Thursday, April 29, 2010

Through the Eyes of Children

Do you ever wonder how our children learn what to say and do in there lives? I feel they are always watching and listening and learning from the people they are around.
My grandchildren have been a huge part of my life and I pray they are picking up some of the lessons I have tried to teach them. This is a little story I have written about some of the life lessons we all need in our lives.

Through the Eyes of Children

My four-year-old excited granddaughter, Sophia, pulled me into her preschool class announcing, “Mrs. Bowman come quick and meet my grandma”. She had a sunny expression on her face and her two blonde ponytails bounced in the air as she jumped around. As the teacher approached, Sophia shouted aloud, “ This is my GRANDMA and she is all fired up!” Suddenly the teacher and I looked at each other with a puzzled look on our faces not understanding what she was talking about. I looked down at her little hand in mine and noticed she was looking at the burn scars I had on my arms. My husband and I had been burned up literally five years prior in a motor home accident and that is how she was introducing me to her teacher. I explained it to Mrs. Bowman, and I stood in pride of my granddaughter being proud of the difference in me.

• What needs to be done:
Reproduce the entire blog post word for word, from the date line through its final sentence. The items after this point are separate material with no connection to the blog post.

• Items:
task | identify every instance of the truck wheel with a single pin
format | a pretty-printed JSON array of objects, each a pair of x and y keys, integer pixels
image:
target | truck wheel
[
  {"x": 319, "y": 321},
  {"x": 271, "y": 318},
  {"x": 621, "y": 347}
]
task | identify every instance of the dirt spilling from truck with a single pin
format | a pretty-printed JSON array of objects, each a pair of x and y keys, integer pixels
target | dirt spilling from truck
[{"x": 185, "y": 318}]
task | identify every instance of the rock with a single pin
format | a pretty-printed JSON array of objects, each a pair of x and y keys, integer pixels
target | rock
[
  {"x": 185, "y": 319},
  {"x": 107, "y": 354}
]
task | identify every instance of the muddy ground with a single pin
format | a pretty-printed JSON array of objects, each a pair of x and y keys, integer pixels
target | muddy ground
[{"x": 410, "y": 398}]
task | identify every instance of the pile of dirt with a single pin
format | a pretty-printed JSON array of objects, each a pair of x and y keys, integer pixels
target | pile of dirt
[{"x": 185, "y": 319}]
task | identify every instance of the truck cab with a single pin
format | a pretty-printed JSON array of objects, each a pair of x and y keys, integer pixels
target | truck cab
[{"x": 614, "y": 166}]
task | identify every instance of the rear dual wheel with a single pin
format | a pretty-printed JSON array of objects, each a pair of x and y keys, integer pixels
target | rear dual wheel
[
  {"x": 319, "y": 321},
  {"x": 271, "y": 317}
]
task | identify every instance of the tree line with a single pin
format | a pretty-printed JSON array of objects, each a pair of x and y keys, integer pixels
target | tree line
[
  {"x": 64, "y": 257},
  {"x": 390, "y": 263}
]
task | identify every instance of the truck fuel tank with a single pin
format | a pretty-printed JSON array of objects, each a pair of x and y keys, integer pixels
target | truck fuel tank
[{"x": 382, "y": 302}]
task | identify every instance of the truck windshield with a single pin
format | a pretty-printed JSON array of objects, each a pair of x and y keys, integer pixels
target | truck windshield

• Solution to the exercise:
Thursday, April 29, 2010

Through the Eyes of Children

Do you ever wonder how our children learn what to say and do in there lives? I feel they are always watching and listening and learning from the people they are around.
My grandchildren have been a huge part of my life and I pray they are picking up some of the lessons I have tried to teach them. This is a little story I have written about some of the life lessons we all need in our lives.

Through the Eyes of Children

My four-year-old excited granddaughter, Sophia, pulled me into her preschool class announcing, “Mrs. Bowman come quick and meet my grandma”. She had a sunny expression on her face and her two blonde ponytails bounced in the air as she jumped around. As the teacher approached, Sophia shouted aloud, “ This is my GRANDMA and she is all fired up!” Suddenly the teacher and I looked at each other with a puzzled look on our faces not understanding what she was talking about. I looked down at her little hand in mine and noticed she was looking at the burn scars I had on my arms. My husband and I had been burned up literally five years prior in a motor home accident and that is how she was introducing me to her teacher. I explained it to Mrs. Bowman, and I stood in pride of my granddaughter being proud of the difference in me.